--- begin Supplied material ---
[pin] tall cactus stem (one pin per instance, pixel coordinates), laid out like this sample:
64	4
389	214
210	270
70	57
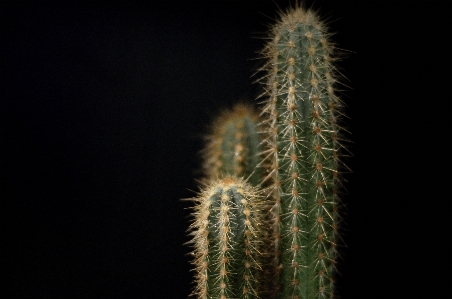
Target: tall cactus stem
303	142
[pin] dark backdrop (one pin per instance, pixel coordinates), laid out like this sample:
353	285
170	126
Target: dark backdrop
103	109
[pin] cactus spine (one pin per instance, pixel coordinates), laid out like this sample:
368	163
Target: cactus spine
233	147
303	143
226	235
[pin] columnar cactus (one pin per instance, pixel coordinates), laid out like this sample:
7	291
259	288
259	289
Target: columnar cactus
303	142
234	145
283	244
226	234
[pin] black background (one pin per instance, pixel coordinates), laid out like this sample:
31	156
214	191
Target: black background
103	109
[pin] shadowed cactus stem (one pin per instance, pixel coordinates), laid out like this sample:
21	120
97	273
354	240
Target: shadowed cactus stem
233	147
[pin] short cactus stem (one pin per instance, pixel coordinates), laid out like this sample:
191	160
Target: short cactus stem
303	141
233	147
226	237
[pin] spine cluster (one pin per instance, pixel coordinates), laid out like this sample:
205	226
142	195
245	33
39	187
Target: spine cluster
226	234
303	141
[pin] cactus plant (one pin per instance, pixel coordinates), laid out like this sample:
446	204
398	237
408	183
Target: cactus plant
297	222
234	145
226	236
303	140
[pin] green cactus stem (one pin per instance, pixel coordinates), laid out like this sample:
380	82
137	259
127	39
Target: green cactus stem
303	144
226	238
233	147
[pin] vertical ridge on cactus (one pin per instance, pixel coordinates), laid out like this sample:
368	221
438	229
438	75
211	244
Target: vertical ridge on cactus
226	237
303	153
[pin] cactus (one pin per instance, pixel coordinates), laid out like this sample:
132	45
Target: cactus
303	141
296	223
233	147
226	235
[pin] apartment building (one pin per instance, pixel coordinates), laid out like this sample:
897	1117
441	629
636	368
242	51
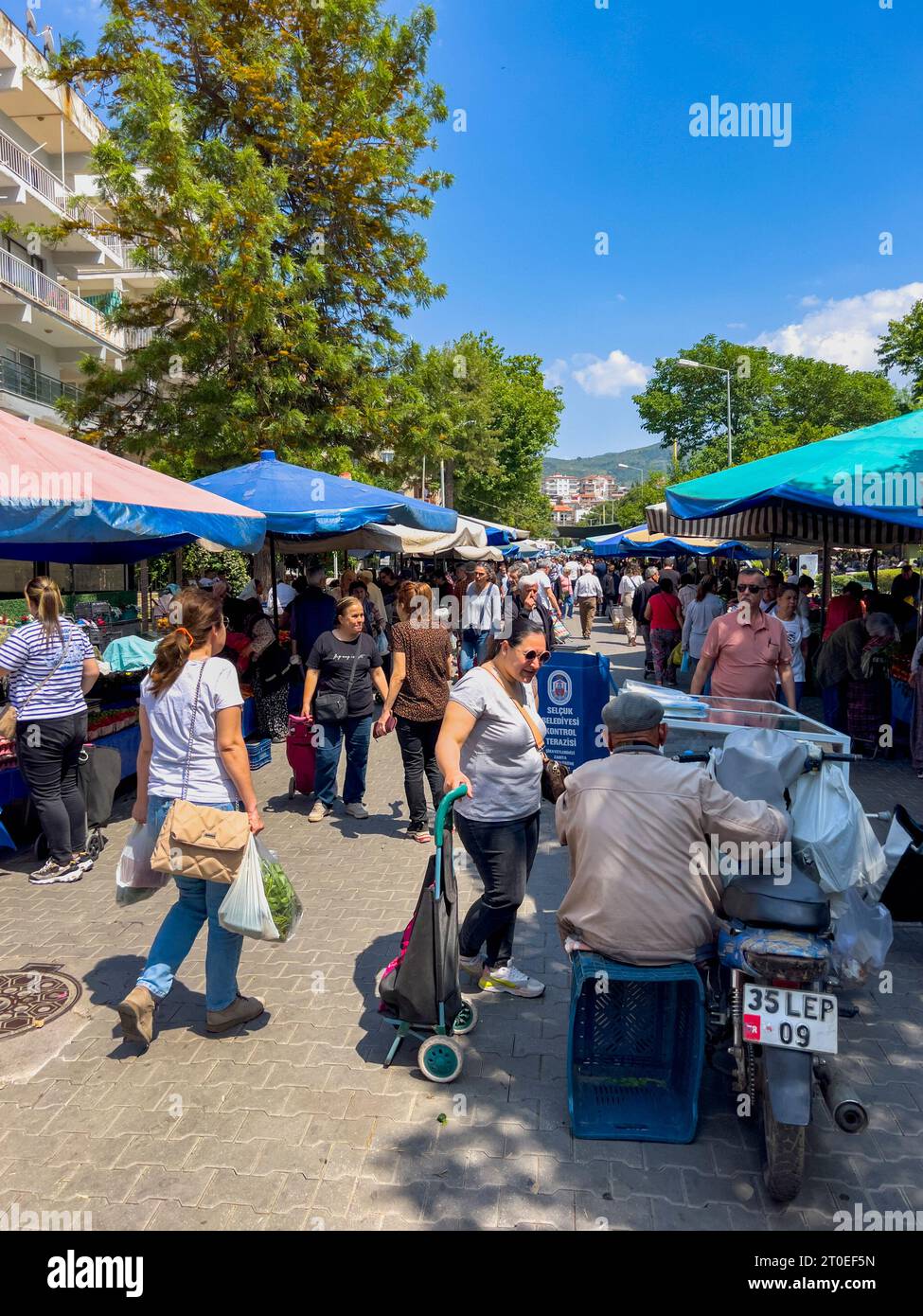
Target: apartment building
569	489
53	300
--- end Supplied material ---
### Task prompt
Rewrite the whole listing above with "pixel coordinates" swapped for "image coordinates" everywhere and everything else unchanged. Leave out the pictures.

### Expected answer
[pin] tall cactus stem (one pin per instance, image coordinates), laid out like this sample:
64	4
389	214
210	270
70	57
Target: tall cactus stem
303	142
[pin] dark backdrop (one pin per instance, image coordinates), laid out like this sample:
353	285
170	126
Target: dark backdrop
103	109
[pin] cactus spine (one pin per instance, image coordinates), laid out like this sample:
368	163
Target: cactus spine
233	147
303	143
226	235
[pin] columnar cactus (one pin per instance, image coordinates), laid out like this sample:
7	291
259	288
259	289
Target: columnar cactus
303	142
234	145
283	244
226	234
[pin] black background (one pin per instance, image coordinates), laid out like this sample:
31	156
214	191
Target: black background
103	109
[pin] shadowed cactus stem (one pin per instance, image coordinates), laid out like this sample:
21	120
97	273
354	240
Target: shadowed cactus stem
233	147
[pin] short cactus stem (one pin per instance, image coordinates), laid out like this sample:
191	160
Target: short cactus stem
303	141
233	147
226	237
[pin] spine cluster (one pin per instance, image coordinates), laid out like this sample:
205	226
142	195
245	33
39	187
Target: spine cluster
226	234
303	141
[pin] cactus plant (one pin per instance, image coordinates), laid out like this sample:
446	204
398	237
408	183
Target: cactus plant
297	222
234	145
226	236
303	140
[pin] green cactus stem (one pin per instance, image coordinates), laid out like this sample:
380	82
137	259
127	39
Target: green cactus stem
303	144
226	238
233	147
[pin] vertical ridge on cactus (one pin per instance, image coordinates), laid out like this sample:
368	221
438	229
438	75
211	244
Target: vertical ridge on cactus
226	237
303	153
[pin] cactus (one pin per instance, image coordinates), laid out like this sample:
132	45
Target: cactus
303	141
296	223
233	147
226	235
[pin] apartment building (one pin per instance, image coordinates), laid out like this sample:
897	1117
441	629
636	368
242	51
Target: apartment building
569	489
53	300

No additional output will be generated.